-- Begin READING PASSAGE --

UUID=`$KAFKA/bin/kafka-storage.sh random-uuid`
$KAFKA/bin/kafka-storage.sh format -t $UUID -c $KAFKA/config/server1.properties
$KAFKA/bin/kafka-server-start.sh -daemon $KAFKA/config/server1.properties


Formatting /tmp/kraft-combined-logs


### Air quality sensor data publisher
This a small python Kafka client that publishes a continous stream of text lines, obtained from the periodic output of the sensors.

* The Kafka server is accessible @localhost:9092 
* The events are published to the `air_quality` topic
* Events are published 3600x faster than realtime relative to the timestamp


In [3]:
#@title Start Kafka Publisher
%%bash
pip install kafka-python dataclasses --quiet
wget -q -O - https://github.com/smduarte/ps2022/raw/main/colab/kafka-tp1-logsender.tgz | tar xfz - 2> /dev/null

cd kafka-tp1-logsender
nohup python publisher.py --filename 2020-01-06_sds011-pt.csv --topic air_quality  --speedup 3600 2> publisher-error.log > publisher-out.log &

The python code below shows the basics needed to process JSON data from Kafka source using PySpark.

Spark Streaming python documentation is found [here](https://spark.apache.org/docs/latest/api/python/reference/pyspark.streaming.html)

---
#### PySpark Kafka Stream Example


In [None]:
from pyspark.sql import SparkSession
from pyspark.sql.functions import *
from pyspark.sql.types import *

def dumpBatchDF(df, epoch_id):
    df.show(20, False)

spark = SparkSession \
    .builder \
    .appName('Kafka Spark Structured Streaming Example') \
    .config('spark.jars.packages', 'org.apache.spark:spark-sql-kafka-0-10_2.12:3.2.1') \
    .getOrCreate()

-- End READING PASSAGE --
-- Begin SUPPLIED ENTRIES --

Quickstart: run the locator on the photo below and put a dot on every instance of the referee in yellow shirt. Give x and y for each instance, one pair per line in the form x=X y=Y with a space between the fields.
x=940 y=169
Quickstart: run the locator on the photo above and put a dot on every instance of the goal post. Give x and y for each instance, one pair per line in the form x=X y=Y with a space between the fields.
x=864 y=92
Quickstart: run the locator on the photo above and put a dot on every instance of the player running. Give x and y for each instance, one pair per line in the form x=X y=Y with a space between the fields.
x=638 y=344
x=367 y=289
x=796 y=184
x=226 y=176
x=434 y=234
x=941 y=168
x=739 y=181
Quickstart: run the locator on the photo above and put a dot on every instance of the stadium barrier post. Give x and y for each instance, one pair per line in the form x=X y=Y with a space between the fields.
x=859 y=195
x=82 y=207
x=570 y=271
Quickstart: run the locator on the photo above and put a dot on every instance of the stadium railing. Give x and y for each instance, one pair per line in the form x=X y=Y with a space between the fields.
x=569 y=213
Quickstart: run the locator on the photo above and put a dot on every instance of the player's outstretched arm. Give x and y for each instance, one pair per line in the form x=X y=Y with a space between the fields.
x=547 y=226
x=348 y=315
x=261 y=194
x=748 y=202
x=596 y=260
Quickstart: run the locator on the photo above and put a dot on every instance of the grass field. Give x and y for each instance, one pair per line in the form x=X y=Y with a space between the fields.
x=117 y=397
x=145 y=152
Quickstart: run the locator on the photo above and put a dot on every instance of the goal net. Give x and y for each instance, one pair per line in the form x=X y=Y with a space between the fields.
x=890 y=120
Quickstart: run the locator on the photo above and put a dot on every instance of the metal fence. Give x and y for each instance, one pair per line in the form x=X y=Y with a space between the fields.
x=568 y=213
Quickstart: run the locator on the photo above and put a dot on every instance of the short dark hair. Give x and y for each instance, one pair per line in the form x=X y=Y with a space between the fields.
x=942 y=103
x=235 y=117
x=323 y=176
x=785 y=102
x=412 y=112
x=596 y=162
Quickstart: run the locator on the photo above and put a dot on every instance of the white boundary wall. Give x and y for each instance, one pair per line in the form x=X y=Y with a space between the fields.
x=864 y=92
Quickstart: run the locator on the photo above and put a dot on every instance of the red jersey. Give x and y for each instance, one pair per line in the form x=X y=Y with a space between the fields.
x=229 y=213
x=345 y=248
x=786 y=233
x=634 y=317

-- End SUPPLIED ENTRIES --

_PROBLEMS TO SOLVE_
- A) From the Kafka streaming notebook, copy the passage that begins at the words "Formatting /tmp/kraft-combined-logs" and ends after the words "of the sensors.".
- B) Write the next part of the Kafka and PySpark streaming notebook, picking up right after its last line.

_RESULTS OF THE TASKS_
- A)
Formatting /tmp/kraft-combined-logs


### Air quality sensor data publisher
This a small python Kafka client that publishes a continous stream of text lines, obtained from the periodic output of the sensors.

- B)
lines = spark \
  .readStream \
  .format('kafka') \
  .option('kafka.bootstrap.servers', 'localhost:9092') \
  .option('subscribe', 'air_quality') \
  .option('startingOffsets', 'earliest') \
  .load() \
  .selectExpr('CAST(value AS STRING)')


schema = StructType([StructField('timestamp', TimestampType(), True),
                     StructField('sensor_id', StringType(), True),
                     StructField('sensor_type', StringType(), True),
                     StructField('location', StringType(), True),
                     StructField('latitude', FloatType(), True),
                     StructField('longitude', FloatType(), True),
                     StructField('p1', FloatType(), True),
                     StructField('p2', FloatType(), True)])

lines = lines.select( from_json(col('value'), schema).alias('data')).select('data.*')

query = lines \
    .writeStream \
    .outputMode('append') \
    .foreachBatch(dumpBatchDF) \
    .start()

query.awaitTermination(600)
query.stop()
spark.stop()

In [None]:
#@title 1. Find the time of day with the poorest air quality, for each location. Updated daily;

from pyspark.sql import SparkSession
from pyspark.sql.functions import *
from pyspark.sql.types import *

def dumpBatchDF(df, epoch_id):
    df.show(24, False)

spark = SparkSession \
    .builder \
    .appName('Kafka Spark Structured Streaming Example') \
    .config('spark.jars.packages', 'org.apache.spark:spark-sql-kafka-0-10_2.12:3.2.1') \
    .getOrCreate()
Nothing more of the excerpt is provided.